__Text to read__:
● ● ● ● ●
RFR: 8332265: RISC-V: Materialize pointers faster by using a temp register [v2]

Mon May 20 13:27:07 UTC 2024

On Mon, 20 May 2024 13:15:15 GMT, Robbin Ehn <rehn at openjdk.org> wrote:

>> Hi, please consider!
>> 
>> Materializing a 48-bit pointer, using an additional register, we can do with:
>> lui + lui + slli + add + addi
>> This 15% faster both on VF2 and in CPU models, compared to movptr().
>> 
>> As we often materialize during calls there is free registers.
>> 
>> I have choose just a few spot to use it, many more can use.
>> E.g. la() with tmp register can use li48 instead of movptr.
>> 
>> Running tests now (so far so good), as if I screwed up IC calls it should be seen fast.
>> And benchmarks when hardware is free.
>
> Robbin Ehn has updated the pull request with a new target base due to a merge or a rebase. The incremental webrev excludes the unrelated changes brought in by the merge/rebase. The pull request contains three additional commits since the last revision:
> 
>  - li48 -> movptr
>  - Merge branch 'master' into 8332265
>  - li48

Hey, I did an update, not  fully what you are saying.
● ● ● ● ●
Records of contour annotations

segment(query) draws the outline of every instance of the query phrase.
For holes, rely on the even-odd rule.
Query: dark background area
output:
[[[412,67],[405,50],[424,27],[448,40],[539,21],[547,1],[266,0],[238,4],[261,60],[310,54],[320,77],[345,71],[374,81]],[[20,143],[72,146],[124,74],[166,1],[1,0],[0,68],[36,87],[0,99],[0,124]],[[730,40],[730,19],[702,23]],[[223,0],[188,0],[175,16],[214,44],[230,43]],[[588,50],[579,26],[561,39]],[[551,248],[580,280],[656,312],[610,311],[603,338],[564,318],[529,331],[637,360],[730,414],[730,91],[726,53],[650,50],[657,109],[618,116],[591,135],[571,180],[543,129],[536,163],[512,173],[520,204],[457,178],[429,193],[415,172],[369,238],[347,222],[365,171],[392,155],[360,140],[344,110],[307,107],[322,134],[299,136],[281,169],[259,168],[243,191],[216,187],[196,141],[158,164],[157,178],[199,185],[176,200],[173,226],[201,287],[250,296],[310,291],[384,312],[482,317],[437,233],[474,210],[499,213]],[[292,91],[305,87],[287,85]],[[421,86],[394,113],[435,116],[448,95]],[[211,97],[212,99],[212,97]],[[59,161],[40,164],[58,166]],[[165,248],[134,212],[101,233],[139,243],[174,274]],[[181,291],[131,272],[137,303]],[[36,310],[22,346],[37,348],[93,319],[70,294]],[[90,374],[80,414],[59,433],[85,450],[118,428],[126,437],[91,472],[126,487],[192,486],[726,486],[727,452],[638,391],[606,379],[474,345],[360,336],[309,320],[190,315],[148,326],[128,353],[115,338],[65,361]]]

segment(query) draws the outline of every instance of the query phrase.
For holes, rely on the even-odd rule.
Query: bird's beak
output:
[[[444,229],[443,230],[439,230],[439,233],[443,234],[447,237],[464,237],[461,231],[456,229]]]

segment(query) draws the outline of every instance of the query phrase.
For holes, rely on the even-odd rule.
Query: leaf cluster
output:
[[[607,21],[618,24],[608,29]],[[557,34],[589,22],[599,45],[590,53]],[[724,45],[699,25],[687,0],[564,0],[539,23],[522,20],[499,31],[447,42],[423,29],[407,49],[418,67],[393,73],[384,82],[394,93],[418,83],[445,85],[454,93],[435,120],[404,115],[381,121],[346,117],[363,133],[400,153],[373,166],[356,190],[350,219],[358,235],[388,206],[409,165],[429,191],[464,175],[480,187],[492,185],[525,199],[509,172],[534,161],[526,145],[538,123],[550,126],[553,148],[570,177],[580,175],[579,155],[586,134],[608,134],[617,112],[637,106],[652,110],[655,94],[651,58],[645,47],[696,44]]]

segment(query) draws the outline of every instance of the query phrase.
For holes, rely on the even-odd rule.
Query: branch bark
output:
● ● ● ● ●
__Short task__: Carry on the code review thread about faster pointer materialization on RISC-V, starting right after its last line. The records come from a separate source.

__The result__:
We are missing a lot of 'abstraction' e.g. take a look at CodeInstaller::pd_next_offset in jvmciCodeInstaller.
I think this code should look like:

jint CodeInstaller::pd_next_offset(NativeInstruction* inst, jint pc_offset, JVMCI_TRAPS) {
  if(inst->is_call() || inst->is_jump() || inst->is_movptr()) {
    return pc_offset + inst->size();
  }
  JVMCI_ERROR_0("unsupported type of instruction for call site");
}

But I need to add a bunch of stuff to unrelated NativeInst, I think that is better suited in another PR.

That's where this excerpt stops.